Find the line in the data below that contains "Target: boy's right hand". Return that line and all the lines after it, unchanged.

┌─ DATA SUPPLIED

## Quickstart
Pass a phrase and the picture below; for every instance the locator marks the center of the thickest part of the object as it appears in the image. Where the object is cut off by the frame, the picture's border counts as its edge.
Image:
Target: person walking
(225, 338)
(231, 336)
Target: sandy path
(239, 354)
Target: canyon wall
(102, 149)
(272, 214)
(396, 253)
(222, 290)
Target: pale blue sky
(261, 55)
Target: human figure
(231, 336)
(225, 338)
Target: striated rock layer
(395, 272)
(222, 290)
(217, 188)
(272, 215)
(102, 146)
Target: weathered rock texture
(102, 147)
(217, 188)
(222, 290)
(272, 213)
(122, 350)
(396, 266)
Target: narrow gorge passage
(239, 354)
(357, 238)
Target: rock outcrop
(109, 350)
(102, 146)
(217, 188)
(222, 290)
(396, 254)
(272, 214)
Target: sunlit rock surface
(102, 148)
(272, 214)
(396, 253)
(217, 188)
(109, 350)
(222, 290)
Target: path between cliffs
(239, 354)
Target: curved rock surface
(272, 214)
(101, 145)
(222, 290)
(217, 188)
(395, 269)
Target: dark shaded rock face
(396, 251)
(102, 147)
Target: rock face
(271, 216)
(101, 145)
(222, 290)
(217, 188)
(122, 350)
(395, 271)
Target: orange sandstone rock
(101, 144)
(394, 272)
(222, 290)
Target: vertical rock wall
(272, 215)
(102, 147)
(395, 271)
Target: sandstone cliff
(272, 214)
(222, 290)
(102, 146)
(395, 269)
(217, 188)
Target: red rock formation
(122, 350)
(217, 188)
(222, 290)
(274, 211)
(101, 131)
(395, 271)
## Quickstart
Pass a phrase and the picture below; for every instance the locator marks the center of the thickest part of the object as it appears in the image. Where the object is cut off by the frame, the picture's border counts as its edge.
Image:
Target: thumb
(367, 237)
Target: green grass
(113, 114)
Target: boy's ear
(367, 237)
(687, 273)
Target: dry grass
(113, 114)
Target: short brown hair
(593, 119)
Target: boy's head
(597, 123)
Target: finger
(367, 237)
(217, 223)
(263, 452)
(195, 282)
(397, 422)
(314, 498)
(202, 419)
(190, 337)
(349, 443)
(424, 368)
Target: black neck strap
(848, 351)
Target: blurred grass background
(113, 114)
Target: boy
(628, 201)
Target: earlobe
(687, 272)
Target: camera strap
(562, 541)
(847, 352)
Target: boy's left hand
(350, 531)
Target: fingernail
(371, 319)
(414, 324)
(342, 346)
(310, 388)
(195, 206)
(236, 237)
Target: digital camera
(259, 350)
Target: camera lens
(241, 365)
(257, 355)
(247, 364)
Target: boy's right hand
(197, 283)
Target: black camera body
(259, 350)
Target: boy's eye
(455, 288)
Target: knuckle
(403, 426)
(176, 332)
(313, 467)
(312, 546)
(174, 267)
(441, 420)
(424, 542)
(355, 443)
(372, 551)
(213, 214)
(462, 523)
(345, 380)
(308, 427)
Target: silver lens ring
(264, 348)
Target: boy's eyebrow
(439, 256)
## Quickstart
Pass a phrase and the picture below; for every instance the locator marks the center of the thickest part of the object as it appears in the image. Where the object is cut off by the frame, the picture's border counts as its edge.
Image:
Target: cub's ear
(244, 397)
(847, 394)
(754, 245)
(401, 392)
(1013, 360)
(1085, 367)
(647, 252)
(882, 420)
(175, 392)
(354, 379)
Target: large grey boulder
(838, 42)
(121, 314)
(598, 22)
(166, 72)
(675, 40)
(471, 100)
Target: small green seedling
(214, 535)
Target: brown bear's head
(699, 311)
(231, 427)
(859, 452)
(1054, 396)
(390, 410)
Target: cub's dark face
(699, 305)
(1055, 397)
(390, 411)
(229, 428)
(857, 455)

└─

● **RESULT OF THIS EXERCISE**:
Target: boy's right hand
(197, 283)
Target: black camera body
(259, 350)
Target: boy's eye
(455, 288)
Target: knuckle
(403, 426)
(176, 332)
(313, 467)
(312, 546)
(174, 267)
(441, 420)
(424, 542)
(355, 443)
(372, 551)
(213, 214)
(462, 523)
(345, 380)
(308, 427)
Target: silver lens ring
(264, 348)
Target: boy's eyebrow
(439, 256)
## Quickstart
Pass a phrase and the picture below; for every instance the locator marks the center of the thickest part of the object as it appears in the image. Where the object is cut off by the frame, the picture's border counts as its edge.
Image:
Target: cub's ear
(244, 397)
(847, 394)
(754, 245)
(401, 392)
(1013, 360)
(1085, 367)
(647, 252)
(882, 420)
(175, 392)
(354, 379)
Target: large grey boulder
(838, 42)
(121, 314)
(598, 22)
(166, 72)
(675, 40)
(471, 100)
Target: small green seedling
(214, 535)
Target: brown bear's head
(699, 311)
(231, 427)
(859, 452)
(1054, 396)
(390, 410)
Target: cub's dark face
(699, 305)
(1055, 397)
(390, 411)
(229, 428)
(857, 455)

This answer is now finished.